- EXERCISE DESCRIPTION -
Rescale the records from the first line up to and including the line with "left=385, top=390, right=436, bottom=434", and write out only those lines again, keeping the request lines unchanged. Multiply every bounding box coordinate in the answers by 1.25 and round each result to a whole number, rounding halves up.
>> Start SOURCE MATERIAL
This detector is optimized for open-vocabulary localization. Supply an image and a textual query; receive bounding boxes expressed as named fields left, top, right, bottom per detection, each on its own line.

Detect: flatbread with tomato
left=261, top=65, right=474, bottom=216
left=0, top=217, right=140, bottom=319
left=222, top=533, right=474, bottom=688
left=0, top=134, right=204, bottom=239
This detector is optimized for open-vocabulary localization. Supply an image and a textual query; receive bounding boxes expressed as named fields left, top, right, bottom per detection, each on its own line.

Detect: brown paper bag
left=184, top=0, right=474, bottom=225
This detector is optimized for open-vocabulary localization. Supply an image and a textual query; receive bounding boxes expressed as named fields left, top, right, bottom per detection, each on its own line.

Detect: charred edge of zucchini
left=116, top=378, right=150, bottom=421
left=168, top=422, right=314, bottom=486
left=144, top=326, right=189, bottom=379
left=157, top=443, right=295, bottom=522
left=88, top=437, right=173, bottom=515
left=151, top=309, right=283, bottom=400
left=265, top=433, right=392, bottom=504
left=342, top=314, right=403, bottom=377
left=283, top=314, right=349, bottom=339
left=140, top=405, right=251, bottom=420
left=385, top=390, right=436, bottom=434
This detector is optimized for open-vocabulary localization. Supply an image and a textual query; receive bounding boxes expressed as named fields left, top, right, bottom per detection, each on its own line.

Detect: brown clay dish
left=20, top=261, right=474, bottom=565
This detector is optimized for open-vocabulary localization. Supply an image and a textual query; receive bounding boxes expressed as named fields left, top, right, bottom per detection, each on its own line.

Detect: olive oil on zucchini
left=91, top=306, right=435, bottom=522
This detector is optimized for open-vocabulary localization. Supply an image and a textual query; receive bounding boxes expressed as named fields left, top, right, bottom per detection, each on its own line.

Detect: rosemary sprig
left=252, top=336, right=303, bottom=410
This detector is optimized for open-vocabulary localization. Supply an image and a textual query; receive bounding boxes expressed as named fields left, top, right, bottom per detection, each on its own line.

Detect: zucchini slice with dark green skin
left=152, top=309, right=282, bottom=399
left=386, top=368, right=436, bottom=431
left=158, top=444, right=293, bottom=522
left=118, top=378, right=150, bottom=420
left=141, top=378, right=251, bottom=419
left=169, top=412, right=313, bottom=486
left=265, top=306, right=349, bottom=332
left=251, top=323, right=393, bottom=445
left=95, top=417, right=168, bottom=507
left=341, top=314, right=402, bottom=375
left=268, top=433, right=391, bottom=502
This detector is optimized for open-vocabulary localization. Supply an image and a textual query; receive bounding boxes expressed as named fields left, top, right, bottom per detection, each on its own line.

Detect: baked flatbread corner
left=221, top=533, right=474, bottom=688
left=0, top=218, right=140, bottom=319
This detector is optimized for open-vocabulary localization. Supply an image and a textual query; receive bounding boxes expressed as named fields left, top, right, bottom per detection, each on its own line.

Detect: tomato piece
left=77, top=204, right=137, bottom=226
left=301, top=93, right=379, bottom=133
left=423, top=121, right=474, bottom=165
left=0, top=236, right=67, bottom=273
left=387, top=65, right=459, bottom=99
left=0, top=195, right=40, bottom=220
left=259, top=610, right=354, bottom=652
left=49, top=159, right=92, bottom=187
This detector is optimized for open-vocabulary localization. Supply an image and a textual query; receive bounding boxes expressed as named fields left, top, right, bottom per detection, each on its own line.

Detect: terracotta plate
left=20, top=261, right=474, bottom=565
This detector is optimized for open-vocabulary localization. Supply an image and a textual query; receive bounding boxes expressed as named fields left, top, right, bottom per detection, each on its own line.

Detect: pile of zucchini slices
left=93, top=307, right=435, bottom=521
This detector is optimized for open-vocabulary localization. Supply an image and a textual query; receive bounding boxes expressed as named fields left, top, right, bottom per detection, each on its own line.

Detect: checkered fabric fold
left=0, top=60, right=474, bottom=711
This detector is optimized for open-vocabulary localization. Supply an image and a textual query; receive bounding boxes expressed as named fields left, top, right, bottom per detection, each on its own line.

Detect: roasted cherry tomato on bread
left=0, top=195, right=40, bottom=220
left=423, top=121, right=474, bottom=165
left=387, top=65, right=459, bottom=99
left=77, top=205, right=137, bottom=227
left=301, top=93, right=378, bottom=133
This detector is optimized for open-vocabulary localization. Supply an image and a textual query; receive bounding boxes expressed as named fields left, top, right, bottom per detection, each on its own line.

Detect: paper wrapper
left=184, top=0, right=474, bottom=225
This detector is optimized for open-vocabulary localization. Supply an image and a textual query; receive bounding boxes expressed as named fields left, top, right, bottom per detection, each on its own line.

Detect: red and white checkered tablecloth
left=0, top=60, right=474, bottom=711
>> End SOURCE MATERIAL
- SOLUTION FOR THIS TASK -
This detector is optimized for open-vocabulary localization. Supply an image and a textual query; receive bounding boxes expressed as named fields left, top, right, bottom per detection, each on its own line.

Detect: flatbread with tomato
left=326, top=81, right=593, bottom=270
left=0, top=271, right=175, bottom=399
left=278, top=666, right=593, bottom=860
left=0, top=168, right=255, bottom=299
This detector is optimized for open-vocabulary localization. Supply an image and a textual query; receive bounding boxes expressed as named fields left, top, right, bottom per detection, each on its own line.

Detect: brown paper bag
left=230, top=0, right=593, bottom=281
This detector is optimized for open-vocabulary localization. Supply an image and a textual query; receive bounding boxes expressed as named fields left, top, right, bottom per detection, each on its own line.

Detect: charred edge of zucchini
left=145, top=473, right=188, bottom=526
left=210, top=528, right=393, bottom=608
left=180, top=408, right=236, bottom=474
left=196, top=554, right=369, bottom=653
left=110, top=546, right=216, bottom=644
left=189, top=386, right=354, bottom=500
left=331, top=541, right=490, bottom=630
left=428, top=393, right=504, bottom=471
left=354, top=393, right=436, bottom=424
left=175, top=506, right=314, bottom=525
left=481, top=488, right=545, bottom=543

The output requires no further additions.